WHAT THE EXERCISE ASKS | Continue the forum thread about honey that leaves a burning feeling in the throat and tongue, picking up after its last post.

SELECTED TEXT |
════
# Honey that burns your throat and tongue for over an hour after trying it?



## bhtkevin

OK... My friend and I decided to start beekeeping this year out at our properties in Fannin County Texas. I started with a NUC and I doubt I will be pulling any honey this year, but he started with complete hives and he pulled a half frame of honey off this weekend. The smell is decent, and the texture is a bit thin, but fine. The taste isnt bad either. The problem is after eating some, about 3-5 minutes after your mouth and throat start burning and it lasts for an hour or more. I am not talking about a lot either, like dip in a knife an inch and lick off what is left when you pull it out. 

Any ideas what could cause this? I read that Crotan/Doveweed could maybe cause it? I see a lot of that plus a lot of golden rod right now along with various other flowering plants. So far 6 people have tried it and all reported the burning sensation, so its not just someone being allergic. Honey was pulled this weekend. 

Thoughts? Ideas?

Thanks,
Kevin


----------



## DirtyLittleSecret

Has the hive recently been treated? Any feeding of the hives? Any farms/chemical use in the nearby area? Might be worth sending in to get tested!
I tend not to eat things that burn me...





bhtkevin said:


> OK... My friend and I decided to start beekeeping this year out at our properties in Fannin County Texas. I started with a NUC and I doubt I will be pulling any honey this year, but he started with complete hives and he pulled a half frame of honey off this weekend. The smell is decent, and the texture is a bit thin, but fine. The taste isnt bad either. The problem is after eating some, about 3-5 minutes after your mouth and throat start burning and it lasts for an hour or more. I am not talking about a lot either, like dip in a knife an inch and lick off what is left when you pull it out.
> 
> Any ideas what could cause this? I read that Crotan/Doveweed could maybe cause it? I see a lot of that plus a lot of golden rod right now along with various other flowering plants. So far 6 people have tried it and all reported the burning sensation, so its not just someone being allergic. Honey was pulled this weekend.
> 
> Thoughts? Ideas?
> 
> Thanks,
> Kevin


----------



## jbraun

Do you have anyone near you that's growing any hot peppers?
════
INFORMATION SUPPLIED |
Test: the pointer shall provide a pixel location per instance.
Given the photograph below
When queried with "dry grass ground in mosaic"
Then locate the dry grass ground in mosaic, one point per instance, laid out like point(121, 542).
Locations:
════
EXPECTED ANSWER |
----------



## bhtkevin

DirtyLittleSecret said:


> Has the hive recently been treated? Any feeding of the hives? Any farms/chemical use in the nearby area? Might be worth sending in to get tested!
> I tend not to eat things that burn me...


No treatment and no recent feeding. During the start he did feed a lot of granulated sugar. 

Lots of farm land all around. Mostly corn, sunflowers, beans depending on the time of year. 

I sure wouldnt eat anymore either!


----------



## bhtkevin

Hot Peppers? Hmm

Nope, not that I have seen or heard about.


----------



## jaked007

What about wild birdseye pepper that used to grown in central and north Texas. And they can bring it. When wild turkeys are feeding on them they are inedible/


----------



## Dave Burrup

The burn from capsaicin is unique to anything else I have experienced. Is this the kind of burn you are experiencing?


----------



## tech.35058

jaked007 said:


> What about wild birdseye pepper that used to grown in central and north Texas. And they can bring it. When wild turkeys are feeding on them they are inedible/


I heard that about turkeys "in west Texas" long ago, & wondered about the peppers effect on honey.


----------



## Jeff G

I have had two experiences similar to this. One 6 years ago and one this year. With mine it is what I call hot honey and produced here in Ohio. It tastes sweet but when it hits the back of your throat it is hot like a hot pepper. I believe it is produced in July and August, which in Ohio is very slim on nectar flows. I have had 2 theories on sources, one is Sumac and the other is smartweed. My bet is on Sumac.

I wish I could predict it and if you let people taste it you can usually find a market for it. I have 2 cases of it right now I will try and peddle in the spring at the farmers market where I can get them to taste it. If you just put it on the shelf some where to sell it you will lose customer.


----------



## crofter

How about blueweed (vipers bugloss) in the mint family?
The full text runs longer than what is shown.